• _Selection_:
--------

Many environmentalists are concerned about the deregulated electricity market as price will now be the sole factor determining the type of generating capacity used to slake Ontario's thirst for electricity.

Coal stations typically produce lower-cost electricity than cleaner-running natural-gas-powered stations, or green power from wind turbines, because market prices don't reflect health and environmental damage from air pollution.

Currently, Ontario's five coal-fired power plants and one dual natural-gas-oil-fuelled plant, all owned by the government through Ontario Power Generation, operate at about 50 per cent of capacity, yet produce about 14 per cent of Ontario's smog-causing nitrogen oxides, and about 23 per cent of its acid rain causing sulphur dioxide, the alliance said.

The group is worried that the province's coal stations, several of which are on the auction block, will soon be run at higher operating rates due to competitive market pressures.

It believes the private investors who buy the stations will try to earn a better return by cranking up their output. The stations could sell their extra juice to the United States, where prices have generally been higher than in Ontario.

--------

• _Stated exercise 1_: In the passage on Ontario's coal stations, condense the paragraph beginning "Currently, Ontario's five coal-fired power plants" into one shorter sentence that keeps its main facts.
The passage and the data items have no connection to each other.

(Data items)
--------

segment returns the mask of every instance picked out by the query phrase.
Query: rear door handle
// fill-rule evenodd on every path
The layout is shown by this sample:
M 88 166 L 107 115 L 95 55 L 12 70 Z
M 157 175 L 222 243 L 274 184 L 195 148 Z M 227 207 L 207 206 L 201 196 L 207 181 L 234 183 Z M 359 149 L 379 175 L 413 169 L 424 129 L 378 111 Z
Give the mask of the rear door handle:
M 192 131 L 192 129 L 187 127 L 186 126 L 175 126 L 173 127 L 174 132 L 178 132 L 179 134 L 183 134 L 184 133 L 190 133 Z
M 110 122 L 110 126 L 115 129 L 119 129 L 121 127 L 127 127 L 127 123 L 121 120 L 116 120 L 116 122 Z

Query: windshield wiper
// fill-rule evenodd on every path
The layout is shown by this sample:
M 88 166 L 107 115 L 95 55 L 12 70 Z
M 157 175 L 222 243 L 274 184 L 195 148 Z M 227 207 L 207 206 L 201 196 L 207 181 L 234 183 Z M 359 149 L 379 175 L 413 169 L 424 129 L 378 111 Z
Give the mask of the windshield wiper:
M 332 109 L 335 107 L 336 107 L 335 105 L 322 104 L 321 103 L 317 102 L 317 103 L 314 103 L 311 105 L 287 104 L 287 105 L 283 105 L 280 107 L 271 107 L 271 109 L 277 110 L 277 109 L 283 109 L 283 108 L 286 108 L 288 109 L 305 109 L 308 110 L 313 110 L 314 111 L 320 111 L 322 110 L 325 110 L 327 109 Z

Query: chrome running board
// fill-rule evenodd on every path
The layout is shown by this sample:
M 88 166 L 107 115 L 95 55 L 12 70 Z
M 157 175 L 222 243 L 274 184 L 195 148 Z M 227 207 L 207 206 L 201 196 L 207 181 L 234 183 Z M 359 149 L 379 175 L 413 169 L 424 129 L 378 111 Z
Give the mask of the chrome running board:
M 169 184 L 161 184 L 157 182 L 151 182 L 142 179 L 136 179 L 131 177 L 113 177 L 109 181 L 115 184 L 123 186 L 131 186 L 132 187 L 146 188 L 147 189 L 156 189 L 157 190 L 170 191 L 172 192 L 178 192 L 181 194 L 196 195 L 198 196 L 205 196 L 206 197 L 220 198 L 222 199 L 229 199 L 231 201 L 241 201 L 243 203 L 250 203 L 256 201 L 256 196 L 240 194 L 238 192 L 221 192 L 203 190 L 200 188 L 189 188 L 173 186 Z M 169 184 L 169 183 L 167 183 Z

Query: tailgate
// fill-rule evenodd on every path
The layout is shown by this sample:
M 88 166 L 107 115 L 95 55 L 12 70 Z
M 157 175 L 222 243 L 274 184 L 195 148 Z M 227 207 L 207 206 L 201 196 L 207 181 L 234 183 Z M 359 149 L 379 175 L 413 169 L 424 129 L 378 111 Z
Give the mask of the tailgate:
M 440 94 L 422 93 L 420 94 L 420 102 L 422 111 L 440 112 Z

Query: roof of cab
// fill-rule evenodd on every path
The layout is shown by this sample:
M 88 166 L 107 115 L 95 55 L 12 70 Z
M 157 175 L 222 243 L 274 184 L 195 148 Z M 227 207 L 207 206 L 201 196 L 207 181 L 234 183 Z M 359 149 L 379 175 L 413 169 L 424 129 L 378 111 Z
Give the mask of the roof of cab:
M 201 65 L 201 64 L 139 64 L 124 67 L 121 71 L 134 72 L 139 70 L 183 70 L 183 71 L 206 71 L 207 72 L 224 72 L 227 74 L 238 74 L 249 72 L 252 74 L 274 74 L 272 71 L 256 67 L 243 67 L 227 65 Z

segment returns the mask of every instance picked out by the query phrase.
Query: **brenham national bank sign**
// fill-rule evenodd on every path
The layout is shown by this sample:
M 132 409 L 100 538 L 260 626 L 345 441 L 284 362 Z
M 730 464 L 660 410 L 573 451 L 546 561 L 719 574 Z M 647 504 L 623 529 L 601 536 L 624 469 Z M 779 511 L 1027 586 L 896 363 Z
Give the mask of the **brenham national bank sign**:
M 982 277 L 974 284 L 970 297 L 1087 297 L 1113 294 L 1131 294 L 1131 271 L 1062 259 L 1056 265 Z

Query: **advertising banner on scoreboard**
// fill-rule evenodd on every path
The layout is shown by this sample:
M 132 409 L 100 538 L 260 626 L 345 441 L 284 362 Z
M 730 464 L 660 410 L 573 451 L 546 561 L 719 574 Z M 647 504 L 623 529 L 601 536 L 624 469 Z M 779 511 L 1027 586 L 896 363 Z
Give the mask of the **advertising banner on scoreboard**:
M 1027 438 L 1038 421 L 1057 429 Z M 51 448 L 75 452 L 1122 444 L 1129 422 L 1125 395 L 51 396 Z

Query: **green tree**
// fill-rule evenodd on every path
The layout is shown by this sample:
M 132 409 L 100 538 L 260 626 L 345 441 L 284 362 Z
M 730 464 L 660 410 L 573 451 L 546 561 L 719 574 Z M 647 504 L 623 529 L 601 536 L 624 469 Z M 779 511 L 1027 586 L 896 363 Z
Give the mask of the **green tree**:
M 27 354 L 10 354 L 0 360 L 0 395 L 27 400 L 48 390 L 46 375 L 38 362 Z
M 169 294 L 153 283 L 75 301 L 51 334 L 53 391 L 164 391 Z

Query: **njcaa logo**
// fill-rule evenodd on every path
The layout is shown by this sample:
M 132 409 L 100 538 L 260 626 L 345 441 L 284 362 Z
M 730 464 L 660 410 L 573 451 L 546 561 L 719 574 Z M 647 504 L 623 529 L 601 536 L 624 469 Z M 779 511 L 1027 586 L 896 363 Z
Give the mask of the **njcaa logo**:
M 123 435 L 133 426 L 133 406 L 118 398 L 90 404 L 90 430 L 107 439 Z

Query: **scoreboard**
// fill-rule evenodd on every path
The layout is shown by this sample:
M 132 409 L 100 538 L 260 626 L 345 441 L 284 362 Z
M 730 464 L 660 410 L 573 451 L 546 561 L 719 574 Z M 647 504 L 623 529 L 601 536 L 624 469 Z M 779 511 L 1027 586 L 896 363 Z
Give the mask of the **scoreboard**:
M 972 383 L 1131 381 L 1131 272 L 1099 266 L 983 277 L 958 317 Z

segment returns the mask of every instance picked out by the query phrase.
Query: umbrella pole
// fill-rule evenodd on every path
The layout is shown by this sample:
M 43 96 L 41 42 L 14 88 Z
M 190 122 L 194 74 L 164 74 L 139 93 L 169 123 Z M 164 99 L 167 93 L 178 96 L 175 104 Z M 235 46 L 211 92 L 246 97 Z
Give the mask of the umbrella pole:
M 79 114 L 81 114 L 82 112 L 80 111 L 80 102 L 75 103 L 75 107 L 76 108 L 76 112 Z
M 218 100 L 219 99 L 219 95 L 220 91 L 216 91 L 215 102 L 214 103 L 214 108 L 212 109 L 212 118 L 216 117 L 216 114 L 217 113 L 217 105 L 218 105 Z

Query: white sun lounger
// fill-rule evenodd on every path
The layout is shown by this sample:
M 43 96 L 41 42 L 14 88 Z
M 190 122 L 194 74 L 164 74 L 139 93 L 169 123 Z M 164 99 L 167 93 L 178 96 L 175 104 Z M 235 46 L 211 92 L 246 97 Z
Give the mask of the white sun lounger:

--------

• _Stated exercise 2_: In the data items, lay out the lines starting at the one that contains "Query: roof of cab" and ending at the one that contains "M 169 294 L" as a JSON list of strings, one string per line, with blank lines omitted. Include only those lines.

• _Correct response 1_: According to the alliance, Ontario's five coal-fired plants and one dual natural-gas-oil plant, all government-owned through Ontario Power Generation, run at about 50 percent of capacity yet produce about 14 percent of the province's smog-causing nitrogen oxides and about 23 percent of its acid-rain-causing sulfur dioxide.

• _Correct response 2_:
[
  "Query: roof of cab",
  "// fill-rule evenodd on every path",
  "The layout is shown by this sample:",
  "M 88 166 L 107 115 L 95 55 L 12 70 Z",
  "M 157 175 L 222 243 L 274 184 L 195 148 Z M 227 207 L 207 206 L 201 196 L 207 181 L 234 183 Z M 359 149 L 379 175 L 413 169 L 424 129 L 378 111 Z",
  "Give the mask of the roof of cab:",
  "M 201 65 L 201 64 L 139 64 L 124 67 L 121 71 L 134 72 L 139 70 L 183 70 L 183 71 L 206 71 L 207 72 L 224 72 L 227 74 L 238 74 L 249 72 L 252 74 L 274 74 L 272 71 L 256 67 L 243 67 L 227 65 Z",
  "segment returns the mask of every instance picked out by the query phrase.",
  "Query: **brenham national bank sign**",
  "// fill-rule evenodd on every path",
  "The layout is shown by this sample:",
  "M 132 409 L 100 538 L 260 626 L 345 441 L 284 362 Z",
  "M 730 464 L 660 410 L 573 451 L 546 561 L 719 574 Z M 647 504 L 623 529 L 601 536 L 624 469 Z M 779 511 L 1027 586 L 896 363 Z",
  "Give the mask of the **brenham national bank sign**:",
  "M 982 277 L 974 284 L 970 297 L 1087 297 L 1113 294 L 1131 294 L 1131 271 L 1062 259 L 1056 265 Z",
  "Query: **advertising banner on scoreboard**",
  "// fill-rule evenodd on every path",
  "The layout is shown by this sample:",
  "M 132 409 L 100 538 L 260 626 L 345 441 L 284 362 Z",
  "M 730 464 L 660 410 L 573 451 L 546 561 L 719 574 Z M 647 504 L 623 529 L 601 536 L 624 469 Z M 779 511 L 1027 586 L 896 363 Z",
  "Give the mask of the **advertising banner on scoreboard**:",
  "M 1027 438 L 1038 421 L 1057 429 Z M 51 448 L 75 452 L 1122 444 L 1129 422 L 1125 395 L 51 396 Z",
  "Query: **green tree**",
  "// fill-rule evenodd on every path",
  "The layout is shown by this sample:",
  "M 132 409 L 100 538 L 260 626 L 345 441 L 284 362 Z",
  "M 730 464 L 660 410 L 573 451 L 546 561 L 719 574 Z M 647 504 L 623 529 L 601 536 L 624 469 Z M 779 511 L 1027 586 L 896 363 Z",
  "Give the mask of the **green tree**:",
  "M 27 354 L 10 354 L 0 360 L 0 395 L 27 400 L 48 390 L 46 375 L 38 362 Z",
  "M 169 294 L 153 283 L 75 301 L 51 334 L 53 391 L 164 391 Z"
]